● **Directions for this task**: Transcribe word for word the passage of the commentary on Nigeria's election cycle below, starting with "The current administration" and going on through "largely token things.".

He eventually breaks out of the single day loop, but not until he acquires several key skills and starts to pursue a life of purpose.

The parallels with Nigeria’s election cycle are irresistible. We vote, a winner is announced, they take office, ‘wobble and fumble’ about for three and a half years with eyes only for the next election, nothing changes, they start campaigning and all of a sudden it is time to vote again. Nothing changes.

We are confronted with the same problems that our octogenarian leaders promised to deal half a lifetime ago.

More relevant to the current post-1999 dispensation, the problems that the winners of next month’s elections are promising to solve haven’t changed much.

Electricity, fuel, education, security, healthcare and virtually every index of decent living standards have barely improved.

Indeed, some are now worse. There is virtually no development.

The result is a palpable cynicism and deep frustration with our seeming inability to break out of our own loop of repetition. One genuinely has to ask, what really is the point of government? If the people in charge of us cannot solve the issues that affect us the most, ‘What really is their use’? Why have they reduced the essence of governance to commissioning garishly “ultra-modern” buildings and roads that half a decent rainfall – acid rain, if you believe some governors – will sweep away?

This particular Groundhog Day has worsened by the economy growing slower than at any other time since 1999.

The current administration likes to make a song and dance of having done more with less but regardless of what the President would like to think, the figures simply do not bear out his facts.

Indeed, that a President who demonstrates such little understanding of the nuances of development or even his own government’s policies can stand such a strong probability of re-election tells its own story.

We will no doubt be shown pictures of new rail lines and freshly poured tar and, to be clear, these are not necessarily bad things.

However, we have been here before. Even the incumbent president at the last elections had those pictures.

Presidents and governors before them have all sought to demonstrate fidelity with these largely token things.

To borrow a phrase from the clergical-sounding media aide to the President, these things usually prove ephemeral, as scant regard is paid to the manpower training and maintenance culture that should ensure that they endure.

And what about the governors and legislators? State legislatures have been about as useful as chocolate teapots, virtually all of them being mere ‘governatorial’ rubber stamps.

Many governors have also shown an astonishing lack of vision or determination to be problem solvers and problem-solving would be my personal answer to the question on the use or role of government.

Yes, we want rail and good roads but we need to be able to travel them in safety from bandits and without harassment from the numerous law enforcement agencies.

Otherwise both traditional commerce and tourism won’t thrive.

More modern markets are a good thing but probably more important are hospitals, updated equipment and the personnel to make sure we do not die from diseases for which cures have long-since existed.

● **Information shown**:
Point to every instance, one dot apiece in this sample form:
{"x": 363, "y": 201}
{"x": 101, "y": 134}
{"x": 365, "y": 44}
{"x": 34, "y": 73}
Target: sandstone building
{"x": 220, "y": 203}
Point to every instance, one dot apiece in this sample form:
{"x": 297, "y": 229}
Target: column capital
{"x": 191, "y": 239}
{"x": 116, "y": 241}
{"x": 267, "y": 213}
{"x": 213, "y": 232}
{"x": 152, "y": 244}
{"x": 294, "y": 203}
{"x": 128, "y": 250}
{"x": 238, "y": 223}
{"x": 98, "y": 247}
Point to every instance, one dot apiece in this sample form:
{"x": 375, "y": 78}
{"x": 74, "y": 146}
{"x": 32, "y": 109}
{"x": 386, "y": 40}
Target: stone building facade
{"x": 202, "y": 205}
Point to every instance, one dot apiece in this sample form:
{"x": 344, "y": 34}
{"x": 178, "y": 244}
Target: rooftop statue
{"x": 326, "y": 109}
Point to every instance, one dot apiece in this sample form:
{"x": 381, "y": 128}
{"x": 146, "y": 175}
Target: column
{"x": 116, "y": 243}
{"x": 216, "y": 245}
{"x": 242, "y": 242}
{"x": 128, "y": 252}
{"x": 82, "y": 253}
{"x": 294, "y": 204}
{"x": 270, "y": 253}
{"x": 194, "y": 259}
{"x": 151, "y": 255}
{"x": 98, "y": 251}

● **Output of the exercise**:
The current administration likes to make a song and dance of having done more with less but regardless of what the President would like to think, the figures simply do not bear out his facts.

Indeed, that a President who demonstrates such little understanding of the nuances of development or even his own government’s policies can stand such a strong probability of re-election tells its own story.

We will no doubt be shown pictures of new rail lines and freshly poured tar and, to be clear, these are not necessarily bad things.

However, we have been here before. Even the incumbent president at the last elections had those pictures.

Presidents and governors before them have all sought to demonstrate fidelity with these largely token things.